Fight Big Cow!

Via Reason Roundup, a pretty funny advocacy ad, featuring the bewitching Aubrey Plaza:

Explanation:

Aubrey Plaza is the latest soldier in the ongoing labeling wars over alt milks. The actress stars in a new satirical ad campaign in which she encourages people to buy disgusting (fictional) "wood milk" instead of the standard dairy variety. At least, that is, until she tastes it.

"Is wood milk real? Absolutely not. Only real milk is real," she says.

The ad, funded by milk processors, is a clear swipe at milks made from almonds, soy, and oats. While funny, it's also part of a broader regulatory campaign by the dairy industry to prevent alternative milk makers from using the word milk on their packaging. The Food and Drug Administration issued new rules in February allowing these non-dairy milk producers to use the word milk while also encouraging them to include nutritional comparisons between their products and the dairy variety.

I suppose I have to come down on one side or another? Please imagine I have some boilerplate here about a politically powerful industry waging war against competitors by enlisting the iron fist of regulatory agencies.

Still: funny ad.

Briefly noted:

  • And it's gonna be awesome. Kevin D. Williamson is gloomy about the prospects of the citizens of the richest countries on earth freezing to death in the dark: Winter Is Coming.

    Europe dodged a bullet this past winter, as a combination of factors—unusually mild weather (thanks, global warming!), reasonably nimble policy realism, and shiploads of liquified natural gas from the United States—went a long way toward counteracting the effects of Vladimir Putin’s energy war on Ukraine’s allies in the European Union. Only a few months ago, European governments from France to Finland were warning their citizens about the possibility of rolling winter blackouts. In Germany—home to what is arguably the world’s most technologically advanced manufacturing economy—people worried about blackouts sent candle sales soaring, while public-broadcasting stations spent months warning their listeners against building makeshift ovens to heat their homes.

**COLLECTED MATERIAL**

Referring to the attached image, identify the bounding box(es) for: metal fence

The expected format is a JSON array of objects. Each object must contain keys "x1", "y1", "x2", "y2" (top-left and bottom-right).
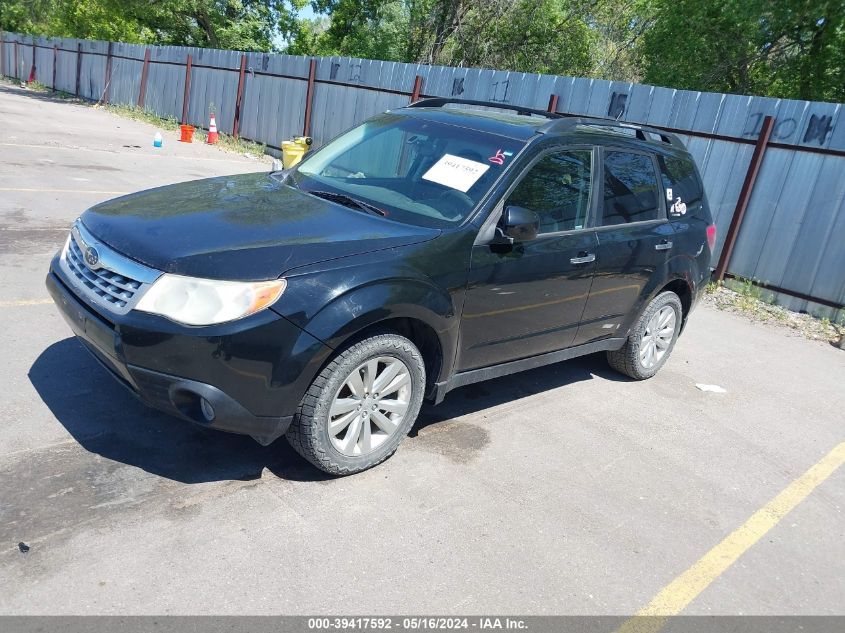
[{"x1": 0, "y1": 33, "x2": 845, "y2": 316}]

**EXERCISE OBJECTIVE**
Can you transcribe the stretch of the milk-ad post above that begins with the words "The ad, funded" and stops after "Still: funny ad."?

**FULL OUTPUT**
The ad, funded by milk processors, is a clear swipe at milks made from almonds, soy, and oats. While funny, it's also part of a broader regulatory campaign by the dairy industry to prevent alternative milk makers from using the word milk on their packaging. The Food and Drug Administration issued new rules in February allowing these non-dairy milk producers to use the word milk while also encouraging them to include nutritional comparisons between their products and the dairy variety.

I suppose I have to come down on one side or another? Please imagine I have some boilerplate here about a politically powerful industry waging war against competitors by enlisting the iron fist of regulatory agencies.

Still: funny ad.